REQUIREMENT: Return nothing but the lines from the one containing "Reviewer check: every instance of the mud" through the end of the records below, exactly as they stand and without pictures.

LISTED ENTRIES:
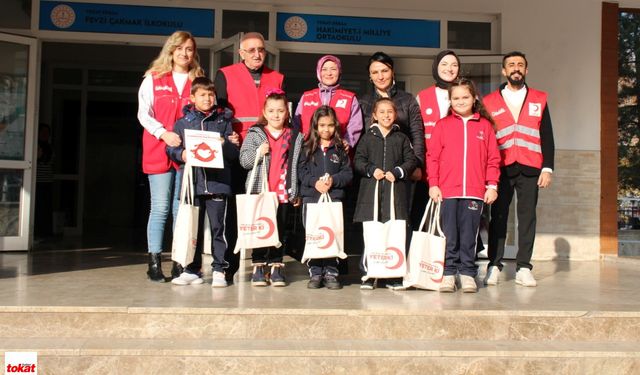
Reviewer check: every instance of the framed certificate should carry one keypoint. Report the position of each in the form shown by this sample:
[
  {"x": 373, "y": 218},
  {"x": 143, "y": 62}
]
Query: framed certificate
[{"x": 204, "y": 148}]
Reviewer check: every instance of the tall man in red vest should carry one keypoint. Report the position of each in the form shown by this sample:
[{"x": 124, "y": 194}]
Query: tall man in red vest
[
  {"x": 242, "y": 87},
  {"x": 525, "y": 139}
]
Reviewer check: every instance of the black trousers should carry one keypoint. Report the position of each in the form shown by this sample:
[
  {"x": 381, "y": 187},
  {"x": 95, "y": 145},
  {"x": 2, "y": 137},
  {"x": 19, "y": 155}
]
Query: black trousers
[
  {"x": 526, "y": 187},
  {"x": 274, "y": 254},
  {"x": 460, "y": 224},
  {"x": 215, "y": 207}
]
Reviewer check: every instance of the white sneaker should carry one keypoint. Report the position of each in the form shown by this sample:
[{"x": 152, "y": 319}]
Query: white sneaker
[
  {"x": 448, "y": 284},
  {"x": 493, "y": 274},
  {"x": 186, "y": 278},
  {"x": 219, "y": 280},
  {"x": 524, "y": 277},
  {"x": 468, "y": 284}
]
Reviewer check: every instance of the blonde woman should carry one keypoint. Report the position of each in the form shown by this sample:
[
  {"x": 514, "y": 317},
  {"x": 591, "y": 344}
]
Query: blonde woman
[{"x": 162, "y": 95}]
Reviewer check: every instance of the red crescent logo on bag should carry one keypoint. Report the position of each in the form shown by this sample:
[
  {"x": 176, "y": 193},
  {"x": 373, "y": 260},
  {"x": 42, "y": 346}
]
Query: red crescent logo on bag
[
  {"x": 400, "y": 256},
  {"x": 201, "y": 150},
  {"x": 270, "y": 227},
  {"x": 440, "y": 279},
  {"x": 331, "y": 236}
]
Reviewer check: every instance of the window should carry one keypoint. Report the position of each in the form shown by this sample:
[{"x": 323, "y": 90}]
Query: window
[
  {"x": 469, "y": 35},
  {"x": 237, "y": 21},
  {"x": 16, "y": 14}
]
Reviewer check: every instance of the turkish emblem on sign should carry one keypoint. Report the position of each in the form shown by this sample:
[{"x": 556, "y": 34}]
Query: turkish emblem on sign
[{"x": 204, "y": 148}]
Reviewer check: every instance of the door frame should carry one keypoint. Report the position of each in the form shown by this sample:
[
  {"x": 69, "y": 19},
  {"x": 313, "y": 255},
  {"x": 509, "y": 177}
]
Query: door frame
[{"x": 24, "y": 239}]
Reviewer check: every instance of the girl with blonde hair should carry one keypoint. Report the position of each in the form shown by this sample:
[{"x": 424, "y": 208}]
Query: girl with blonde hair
[{"x": 163, "y": 93}]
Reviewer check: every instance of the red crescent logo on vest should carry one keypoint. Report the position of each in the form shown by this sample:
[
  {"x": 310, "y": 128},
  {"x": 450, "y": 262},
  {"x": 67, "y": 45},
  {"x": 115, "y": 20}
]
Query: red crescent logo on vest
[
  {"x": 441, "y": 277},
  {"x": 331, "y": 236},
  {"x": 270, "y": 227},
  {"x": 203, "y": 152},
  {"x": 400, "y": 256}
]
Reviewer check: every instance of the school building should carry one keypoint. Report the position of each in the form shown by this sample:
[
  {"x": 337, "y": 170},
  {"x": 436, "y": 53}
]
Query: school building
[{"x": 76, "y": 65}]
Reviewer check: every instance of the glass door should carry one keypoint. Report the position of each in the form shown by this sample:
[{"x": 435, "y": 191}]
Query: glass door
[{"x": 18, "y": 70}]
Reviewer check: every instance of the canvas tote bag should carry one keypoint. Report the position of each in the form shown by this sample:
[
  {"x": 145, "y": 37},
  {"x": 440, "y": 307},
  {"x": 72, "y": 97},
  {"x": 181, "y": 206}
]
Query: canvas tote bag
[
  {"x": 257, "y": 222},
  {"x": 185, "y": 232},
  {"x": 427, "y": 252},
  {"x": 384, "y": 243},
  {"x": 324, "y": 237}
]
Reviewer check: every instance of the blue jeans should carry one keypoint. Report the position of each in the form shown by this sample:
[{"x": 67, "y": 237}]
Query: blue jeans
[{"x": 165, "y": 194}]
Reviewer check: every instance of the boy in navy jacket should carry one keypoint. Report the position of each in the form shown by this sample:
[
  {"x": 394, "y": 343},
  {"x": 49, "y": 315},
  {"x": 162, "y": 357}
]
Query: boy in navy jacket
[{"x": 212, "y": 186}]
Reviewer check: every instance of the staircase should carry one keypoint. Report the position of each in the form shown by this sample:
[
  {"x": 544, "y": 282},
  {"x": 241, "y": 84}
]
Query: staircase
[{"x": 322, "y": 341}]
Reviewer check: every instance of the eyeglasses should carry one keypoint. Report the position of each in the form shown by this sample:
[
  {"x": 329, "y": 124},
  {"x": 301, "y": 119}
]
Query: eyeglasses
[{"x": 253, "y": 50}]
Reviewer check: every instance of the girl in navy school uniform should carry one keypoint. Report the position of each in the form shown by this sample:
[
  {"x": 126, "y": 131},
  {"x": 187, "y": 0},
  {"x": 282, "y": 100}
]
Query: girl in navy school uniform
[
  {"x": 383, "y": 154},
  {"x": 324, "y": 168},
  {"x": 463, "y": 165},
  {"x": 280, "y": 144}
]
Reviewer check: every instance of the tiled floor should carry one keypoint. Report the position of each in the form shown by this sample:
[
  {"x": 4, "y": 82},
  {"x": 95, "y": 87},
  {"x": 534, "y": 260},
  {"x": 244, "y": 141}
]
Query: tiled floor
[{"x": 76, "y": 276}]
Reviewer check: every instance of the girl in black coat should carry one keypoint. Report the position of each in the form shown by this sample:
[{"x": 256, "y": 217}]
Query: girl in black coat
[
  {"x": 324, "y": 167},
  {"x": 383, "y": 154}
]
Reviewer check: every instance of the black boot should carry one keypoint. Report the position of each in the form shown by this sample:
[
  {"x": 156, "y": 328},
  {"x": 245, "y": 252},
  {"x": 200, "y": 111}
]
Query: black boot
[
  {"x": 155, "y": 267},
  {"x": 176, "y": 270}
]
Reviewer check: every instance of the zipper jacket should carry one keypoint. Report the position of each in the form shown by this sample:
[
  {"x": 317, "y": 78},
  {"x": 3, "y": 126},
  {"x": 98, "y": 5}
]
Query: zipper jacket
[
  {"x": 463, "y": 157},
  {"x": 333, "y": 161},
  {"x": 208, "y": 181}
]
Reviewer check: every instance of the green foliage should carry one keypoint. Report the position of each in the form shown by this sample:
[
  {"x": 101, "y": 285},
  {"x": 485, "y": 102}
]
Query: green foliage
[{"x": 628, "y": 103}]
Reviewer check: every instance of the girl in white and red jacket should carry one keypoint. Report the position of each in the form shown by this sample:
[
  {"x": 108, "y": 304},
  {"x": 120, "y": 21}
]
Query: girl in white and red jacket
[{"x": 463, "y": 165}]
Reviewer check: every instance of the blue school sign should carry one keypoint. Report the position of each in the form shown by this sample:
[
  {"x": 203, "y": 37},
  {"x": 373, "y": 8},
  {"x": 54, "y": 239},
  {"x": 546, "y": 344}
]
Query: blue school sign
[
  {"x": 293, "y": 27},
  {"x": 124, "y": 19}
]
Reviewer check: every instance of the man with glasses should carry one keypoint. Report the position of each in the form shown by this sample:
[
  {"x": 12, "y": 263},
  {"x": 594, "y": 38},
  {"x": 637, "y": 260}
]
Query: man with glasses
[{"x": 242, "y": 86}]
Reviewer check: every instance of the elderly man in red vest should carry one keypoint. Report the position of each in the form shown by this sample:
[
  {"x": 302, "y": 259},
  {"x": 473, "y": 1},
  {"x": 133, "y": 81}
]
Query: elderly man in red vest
[
  {"x": 525, "y": 139},
  {"x": 242, "y": 86}
]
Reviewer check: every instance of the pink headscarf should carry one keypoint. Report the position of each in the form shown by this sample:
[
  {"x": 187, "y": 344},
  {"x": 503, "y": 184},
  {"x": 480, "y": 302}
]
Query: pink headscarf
[{"x": 323, "y": 60}]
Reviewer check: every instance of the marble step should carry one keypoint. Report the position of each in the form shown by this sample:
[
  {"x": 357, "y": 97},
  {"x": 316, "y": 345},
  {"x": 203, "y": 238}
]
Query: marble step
[
  {"x": 321, "y": 324},
  {"x": 209, "y": 356}
]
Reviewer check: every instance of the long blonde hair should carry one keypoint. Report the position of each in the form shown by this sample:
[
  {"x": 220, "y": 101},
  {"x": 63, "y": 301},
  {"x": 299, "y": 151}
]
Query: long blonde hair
[{"x": 164, "y": 62}]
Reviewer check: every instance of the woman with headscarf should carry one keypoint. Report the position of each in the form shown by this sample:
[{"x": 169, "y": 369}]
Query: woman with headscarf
[
  {"x": 163, "y": 93},
  {"x": 329, "y": 92}
]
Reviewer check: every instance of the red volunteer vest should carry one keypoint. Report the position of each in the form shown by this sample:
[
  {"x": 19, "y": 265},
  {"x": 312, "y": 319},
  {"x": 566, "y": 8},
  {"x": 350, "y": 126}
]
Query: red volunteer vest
[
  {"x": 518, "y": 141},
  {"x": 341, "y": 102},
  {"x": 244, "y": 98},
  {"x": 167, "y": 109},
  {"x": 430, "y": 111}
]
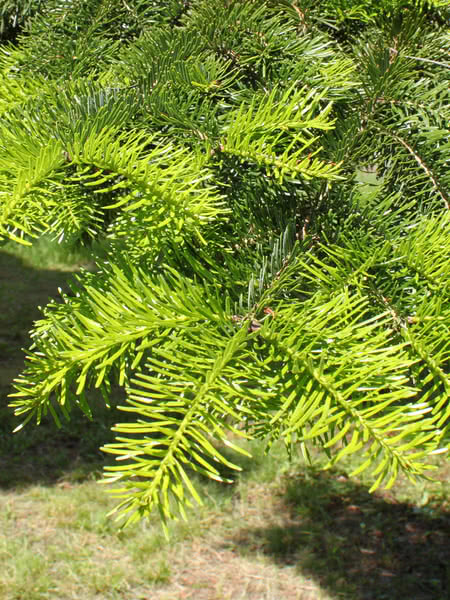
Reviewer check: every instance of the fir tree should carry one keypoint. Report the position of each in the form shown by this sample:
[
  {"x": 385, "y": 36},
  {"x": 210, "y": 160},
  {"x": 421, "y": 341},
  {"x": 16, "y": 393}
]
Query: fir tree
[{"x": 254, "y": 285}]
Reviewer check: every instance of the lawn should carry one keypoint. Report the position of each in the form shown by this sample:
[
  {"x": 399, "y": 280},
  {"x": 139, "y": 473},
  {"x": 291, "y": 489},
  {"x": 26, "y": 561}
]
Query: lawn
[{"x": 283, "y": 531}]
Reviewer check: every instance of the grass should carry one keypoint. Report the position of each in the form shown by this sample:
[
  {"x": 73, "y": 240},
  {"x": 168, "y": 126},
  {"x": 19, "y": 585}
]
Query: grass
[{"x": 282, "y": 531}]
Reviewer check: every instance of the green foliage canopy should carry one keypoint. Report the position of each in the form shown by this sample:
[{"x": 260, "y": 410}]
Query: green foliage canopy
[{"x": 256, "y": 285}]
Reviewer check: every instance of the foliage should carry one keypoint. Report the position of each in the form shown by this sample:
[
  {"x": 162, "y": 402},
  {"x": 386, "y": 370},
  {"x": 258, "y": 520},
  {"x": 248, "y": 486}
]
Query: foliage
[{"x": 255, "y": 286}]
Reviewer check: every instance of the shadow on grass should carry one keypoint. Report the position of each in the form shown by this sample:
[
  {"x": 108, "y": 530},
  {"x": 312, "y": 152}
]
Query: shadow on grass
[
  {"x": 43, "y": 454},
  {"x": 358, "y": 545}
]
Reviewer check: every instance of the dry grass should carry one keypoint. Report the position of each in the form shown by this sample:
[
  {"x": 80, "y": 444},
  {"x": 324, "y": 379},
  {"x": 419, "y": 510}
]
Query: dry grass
[{"x": 282, "y": 532}]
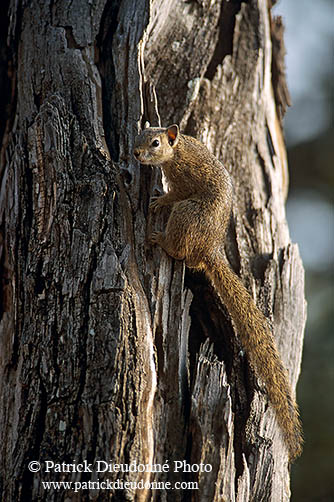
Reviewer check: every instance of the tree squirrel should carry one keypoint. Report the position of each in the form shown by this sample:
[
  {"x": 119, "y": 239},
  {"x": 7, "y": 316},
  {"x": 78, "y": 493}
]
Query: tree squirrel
[{"x": 200, "y": 196}]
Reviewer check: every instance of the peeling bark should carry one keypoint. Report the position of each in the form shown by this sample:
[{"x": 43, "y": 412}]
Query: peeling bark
[{"x": 110, "y": 350}]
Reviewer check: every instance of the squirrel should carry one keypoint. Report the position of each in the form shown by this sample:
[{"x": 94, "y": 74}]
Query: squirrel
[{"x": 200, "y": 197}]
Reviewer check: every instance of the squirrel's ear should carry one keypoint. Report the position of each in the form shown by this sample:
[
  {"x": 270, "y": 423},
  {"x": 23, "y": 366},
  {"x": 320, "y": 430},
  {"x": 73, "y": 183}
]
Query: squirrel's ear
[{"x": 173, "y": 134}]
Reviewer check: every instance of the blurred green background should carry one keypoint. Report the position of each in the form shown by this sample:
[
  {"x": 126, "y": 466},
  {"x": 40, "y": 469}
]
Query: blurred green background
[{"x": 310, "y": 211}]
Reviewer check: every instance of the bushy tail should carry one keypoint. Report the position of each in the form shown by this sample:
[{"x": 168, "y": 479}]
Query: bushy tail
[{"x": 257, "y": 340}]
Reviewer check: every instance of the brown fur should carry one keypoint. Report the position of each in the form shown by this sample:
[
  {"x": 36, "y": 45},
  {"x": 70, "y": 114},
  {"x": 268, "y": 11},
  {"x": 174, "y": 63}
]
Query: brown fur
[{"x": 200, "y": 196}]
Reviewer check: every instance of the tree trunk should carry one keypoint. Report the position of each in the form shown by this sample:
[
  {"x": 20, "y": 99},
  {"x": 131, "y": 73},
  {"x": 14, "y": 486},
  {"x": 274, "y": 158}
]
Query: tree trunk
[{"x": 110, "y": 350}]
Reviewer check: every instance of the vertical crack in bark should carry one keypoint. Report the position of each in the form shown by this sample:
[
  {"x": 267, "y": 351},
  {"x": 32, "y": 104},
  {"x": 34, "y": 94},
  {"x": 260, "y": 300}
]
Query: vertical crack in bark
[
  {"x": 224, "y": 44},
  {"x": 105, "y": 64}
]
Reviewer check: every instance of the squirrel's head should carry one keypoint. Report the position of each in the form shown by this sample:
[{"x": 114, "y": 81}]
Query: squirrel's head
[{"x": 156, "y": 145}]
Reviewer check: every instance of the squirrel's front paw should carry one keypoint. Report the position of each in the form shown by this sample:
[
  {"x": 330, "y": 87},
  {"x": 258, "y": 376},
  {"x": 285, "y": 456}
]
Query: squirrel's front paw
[
  {"x": 156, "y": 237},
  {"x": 155, "y": 204}
]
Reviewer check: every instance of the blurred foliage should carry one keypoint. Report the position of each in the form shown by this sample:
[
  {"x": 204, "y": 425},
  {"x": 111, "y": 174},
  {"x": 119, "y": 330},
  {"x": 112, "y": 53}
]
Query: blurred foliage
[{"x": 311, "y": 165}]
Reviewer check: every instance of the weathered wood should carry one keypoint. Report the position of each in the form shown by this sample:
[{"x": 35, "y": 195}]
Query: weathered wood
[{"x": 110, "y": 350}]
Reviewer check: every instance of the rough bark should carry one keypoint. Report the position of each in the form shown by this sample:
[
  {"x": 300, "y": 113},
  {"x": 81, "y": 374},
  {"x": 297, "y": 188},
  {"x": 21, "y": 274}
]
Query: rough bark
[{"x": 110, "y": 350}]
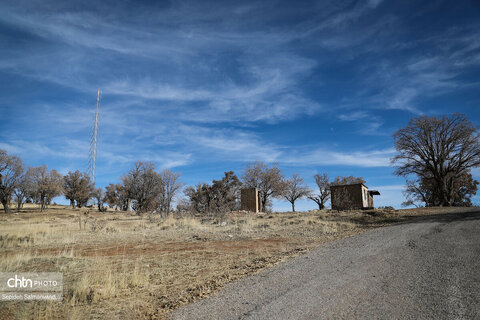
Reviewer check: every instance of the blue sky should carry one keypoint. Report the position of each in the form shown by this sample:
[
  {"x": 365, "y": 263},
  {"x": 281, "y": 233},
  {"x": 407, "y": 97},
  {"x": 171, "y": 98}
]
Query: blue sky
[{"x": 205, "y": 87}]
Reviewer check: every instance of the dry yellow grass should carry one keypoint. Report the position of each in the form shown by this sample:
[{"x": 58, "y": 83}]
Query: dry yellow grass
[{"x": 120, "y": 265}]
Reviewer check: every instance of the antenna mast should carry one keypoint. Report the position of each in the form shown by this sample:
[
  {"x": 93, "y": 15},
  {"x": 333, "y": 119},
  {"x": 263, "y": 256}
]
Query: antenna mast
[{"x": 92, "y": 155}]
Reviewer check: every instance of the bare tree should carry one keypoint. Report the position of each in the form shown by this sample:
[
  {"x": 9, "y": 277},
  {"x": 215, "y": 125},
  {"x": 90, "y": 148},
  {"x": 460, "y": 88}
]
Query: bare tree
[
  {"x": 112, "y": 197},
  {"x": 226, "y": 192},
  {"x": 143, "y": 186},
  {"x": 46, "y": 185},
  {"x": 295, "y": 188},
  {"x": 423, "y": 192},
  {"x": 340, "y": 180},
  {"x": 170, "y": 186},
  {"x": 439, "y": 151},
  {"x": 78, "y": 188},
  {"x": 98, "y": 195},
  {"x": 268, "y": 180},
  {"x": 200, "y": 197},
  {"x": 24, "y": 189},
  {"x": 11, "y": 170},
  {"x": 323, "y": 195}
]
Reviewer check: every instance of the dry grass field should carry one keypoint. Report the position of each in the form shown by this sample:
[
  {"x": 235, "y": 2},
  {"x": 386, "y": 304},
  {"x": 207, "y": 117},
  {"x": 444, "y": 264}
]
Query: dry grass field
[{"x": 118, "y": 265}]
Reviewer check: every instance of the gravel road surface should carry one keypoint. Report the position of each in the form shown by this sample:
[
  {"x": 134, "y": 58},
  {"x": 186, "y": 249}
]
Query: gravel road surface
[{"x": 427, "y": 268}]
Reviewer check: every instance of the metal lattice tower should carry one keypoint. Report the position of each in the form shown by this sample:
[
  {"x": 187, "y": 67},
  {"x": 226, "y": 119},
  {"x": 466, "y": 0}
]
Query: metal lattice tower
[{"x": 92, "y": 155}]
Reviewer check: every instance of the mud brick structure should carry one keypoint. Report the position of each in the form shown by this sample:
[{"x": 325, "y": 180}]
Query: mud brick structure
[{"x": 352, "y": 197}]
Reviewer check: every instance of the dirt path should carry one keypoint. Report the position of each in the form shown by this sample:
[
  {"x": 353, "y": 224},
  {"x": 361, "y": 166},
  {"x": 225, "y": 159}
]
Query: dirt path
[{"x": 427, "y": 268}]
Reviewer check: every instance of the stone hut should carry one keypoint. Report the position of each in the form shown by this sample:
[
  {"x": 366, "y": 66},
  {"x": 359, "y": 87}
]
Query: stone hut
[{"x": 352, "y": 197}]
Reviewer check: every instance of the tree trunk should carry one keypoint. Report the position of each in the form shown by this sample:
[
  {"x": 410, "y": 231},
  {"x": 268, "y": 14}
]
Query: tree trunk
[{"x": 5, "y": 206}]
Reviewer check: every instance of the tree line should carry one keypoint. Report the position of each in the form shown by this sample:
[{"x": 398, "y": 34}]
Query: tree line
[{"x": 434, "y": 154}]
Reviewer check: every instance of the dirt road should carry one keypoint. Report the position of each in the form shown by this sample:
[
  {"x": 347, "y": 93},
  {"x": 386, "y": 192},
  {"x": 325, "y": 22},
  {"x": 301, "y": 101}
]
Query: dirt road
[{"x": 428, "y": 268}]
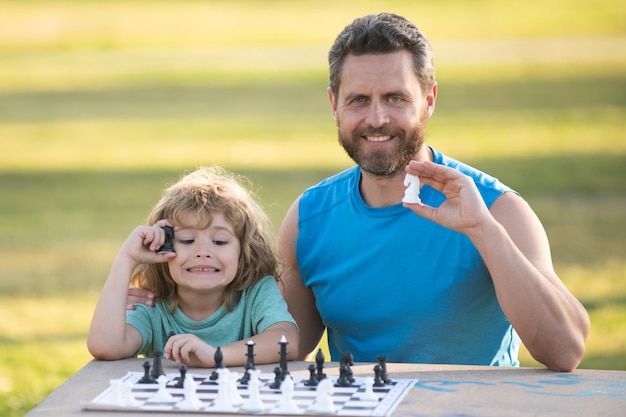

SOLUTION TO THIS EXERCISE:
Reviewer check: every instance of the mud brick structure should carry one keypoint. Report the position of each in the form shown by this sample:
[{"x": 325, "y": 180}]
Query: mud brick structure
[{"x": 352, "y": 197}]
Reviewer check: every instance of the dirt path should carry one keypoint. Report the position of each in the form shown by this sample:
[
  {"x": 353, "y": 224},
  {"x": 361, "y": 166},
  {"x": 225, "y": 159}
]
Query: dirt path
[{"x": 427, "y": 268}]
Reviewer check: every instance of the stone hut should carry one keypoint. Report the position of each in the form shown by this sample:
[
  {"x": 366, "y": 66},
  {"x": 359, "y": 87}
]
Query: stone hut
[{"x": 352, "y": 197}]
Reviewer check: every instance of the tree trunk should carry one keypoint. Report the position of each in the form shown by this sample:
[
  {"x": 410, "y": 231},
  {"x": 268, "y": 14}
]
Query: tree trunk
[{"x": 5, "y": 206}]
Reviewer check: every instance of the tree line should carry one keypoint. Report the position of each in the form shown by this sample:
[{"x": 398, "y": 34}]
Query: tree line
[{"x": 434, "y": 154}]
Reviewer check: every instance of the dirt road should carry one keypoint. Report the position of each in the form shown by this sample:
[
  {"x": 347, "y": 93},
  {"x": 386, "y": 192},
  {"x": 325, "y": 22},
  {"x": 301, "y": 101}
]
Query: dirt road
[{"x": 428, "y": 268}]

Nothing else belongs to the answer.